## WHAT IS REQUIRED
Hand back all of the records exactly as they read.

## EXERCISE INPUTS
------------------------------------------------------------

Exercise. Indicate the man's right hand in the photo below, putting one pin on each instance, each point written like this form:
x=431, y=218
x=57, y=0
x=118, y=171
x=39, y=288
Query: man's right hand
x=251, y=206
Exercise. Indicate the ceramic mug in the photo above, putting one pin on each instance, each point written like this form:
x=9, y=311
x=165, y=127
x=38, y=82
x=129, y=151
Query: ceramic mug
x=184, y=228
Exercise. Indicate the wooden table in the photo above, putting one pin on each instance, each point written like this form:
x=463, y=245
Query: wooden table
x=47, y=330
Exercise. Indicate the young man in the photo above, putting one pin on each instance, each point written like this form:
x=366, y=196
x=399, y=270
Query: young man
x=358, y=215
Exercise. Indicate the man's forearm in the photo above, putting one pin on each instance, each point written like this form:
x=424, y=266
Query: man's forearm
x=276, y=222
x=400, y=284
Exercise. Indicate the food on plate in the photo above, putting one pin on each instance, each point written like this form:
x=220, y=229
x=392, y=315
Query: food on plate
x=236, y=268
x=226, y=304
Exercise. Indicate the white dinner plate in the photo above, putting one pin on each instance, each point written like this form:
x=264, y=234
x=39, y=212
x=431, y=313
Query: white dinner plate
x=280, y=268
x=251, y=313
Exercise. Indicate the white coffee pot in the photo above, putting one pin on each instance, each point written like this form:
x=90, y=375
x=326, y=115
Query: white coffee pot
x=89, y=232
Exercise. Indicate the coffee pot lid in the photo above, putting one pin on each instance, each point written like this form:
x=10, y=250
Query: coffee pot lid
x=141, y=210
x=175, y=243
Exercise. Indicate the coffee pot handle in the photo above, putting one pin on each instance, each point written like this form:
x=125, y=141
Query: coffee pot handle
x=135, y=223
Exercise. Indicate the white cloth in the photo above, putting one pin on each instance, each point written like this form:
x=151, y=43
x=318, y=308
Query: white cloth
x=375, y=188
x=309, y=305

------------------------------------------------------------

## ANSWER BOX
Exercise. Indicate the man's right hand in the photo below, putting one pin on each instance, each point written like this form:
x=431, y=218
x=57, y=0
x=118, y=171
x=39, y=288
Query: man's right hand
x=251, y=206
Exercise. Indicate the ceramic mug in the photo above, putting one pin on each instance, each point written like this form:
x=9, y=311
x=165, y=127
x=38, y=82
x=129, y=151
Query: ceramic mug
x=184, y=228
Exercise. Indicate the wooden table in the photo above, putting one pin on each instance, each point written like this form:
x=463, y=245
Query: wooden table
x=47, y=330
Exercise. Indicate the young man in the photo above, putting one pin on each instance, each point written like this form:
x=366, y=196
x=399, y=270
Query: young man
x=358, y=215
Exercise. Indicate the man's forearm in the photo above, putting one pin on each instance, each point written like this form:
x=424, y=266
Query: man's forearm
x=276, y=222
x=400, y=284
Exercise. Indicate the food on plate in the photo above, putting one pin on each instance, each point written like this form:
x=220, y=229
x=392, y=315
Query: food on plate
x=236, y=268
x=226, y=304
Exercise. Indicate the white dinner plate in the photo above, putting one pin on each instance, each point written like this form:
x=264, y=234
x=39, y=212
x=431, y=313
Query: white dinner plate
x=280, y=268
x=251, y=313
Exercise. Indicate the white coffee pot in the photo above, putting one pin on each instance, each point written like this form:
x=90, y=375
x=326, y=115
Query: white coffee pot
x=89, y=232
Exercise. Indicate the coffee pot lid in the photo above, putting one pin on each instance, each point written like this form:
x=10, y=250
Query: coffee pot lid
x=141, y=210
x=175, y=243
Exercise. Indicate the coffee pot handle in the photo above, putting one pin on each instance, each point written like this form:
x=125, y=141
Query: coffee pot handle
x=135, y=223
Exercise. Indicate the white cloth in the photo above, putting one pin on each instance, each point written like this form:
x=151, y=43
x=318, y=308
Query: white cloth
x=375, y=188
x=309, y=305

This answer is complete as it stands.